## EXERCISE DESCRIPTION
Print all of the data below word for word, leaving out the pictures.

* * * *

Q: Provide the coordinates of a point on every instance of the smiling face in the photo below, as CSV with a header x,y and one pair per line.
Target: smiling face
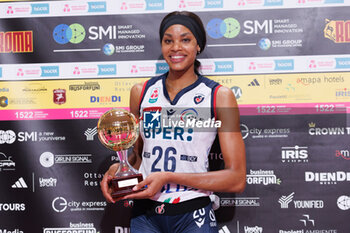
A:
x,y
179,48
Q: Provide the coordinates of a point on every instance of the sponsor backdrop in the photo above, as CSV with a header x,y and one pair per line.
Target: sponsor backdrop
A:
x,y
64,63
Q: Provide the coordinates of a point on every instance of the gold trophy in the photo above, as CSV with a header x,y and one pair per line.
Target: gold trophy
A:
x,y
118,130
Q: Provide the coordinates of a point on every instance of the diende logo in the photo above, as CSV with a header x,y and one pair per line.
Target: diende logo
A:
x,y
74,33
228,28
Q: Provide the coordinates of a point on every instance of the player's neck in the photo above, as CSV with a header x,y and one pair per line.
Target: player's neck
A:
x,y
180,79
176,81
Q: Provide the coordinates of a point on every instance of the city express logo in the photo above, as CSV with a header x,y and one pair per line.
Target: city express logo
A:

* * * *

## TASK OUTPUT
Q: Provide the coordinates of a point on every instance of the smiling face in the photo below, as CSV with a header x,y and one pair per line.
Target: smiling face
A:
x,y
179,48
Q: Provide the coordinates of a point on every instance of the sponsor backdrop in the photo above, as CSV with a header x,y and one pair per line.
Target: sponsor backdrop
A:
x,y
64,63
Q: Provide the coordinates of a point on every instance of the gold trophy in the photo above, as CSV with a header x,y and one pair per line.
Target: gold trophy
A:
x,y
118,130
Q: Provide the coordinates of a point on every instance of the diende logo in the photo above, as CSV with a header x,y and one pair per line.
Target: diende logo
A:
x,y
74,33
228,28
Q: Provide the coordinates of a point on every instance of the player's neck in the photo above, as CSV with a header x,y and one pair per line.
Target: player's neck
A:
x,y
180,79
176,81
Q: Provide the coordinates of a point on every instance of the city express logo in the photo above, as CSV with a header x,y and one pair per line.
Target: city express logo
A:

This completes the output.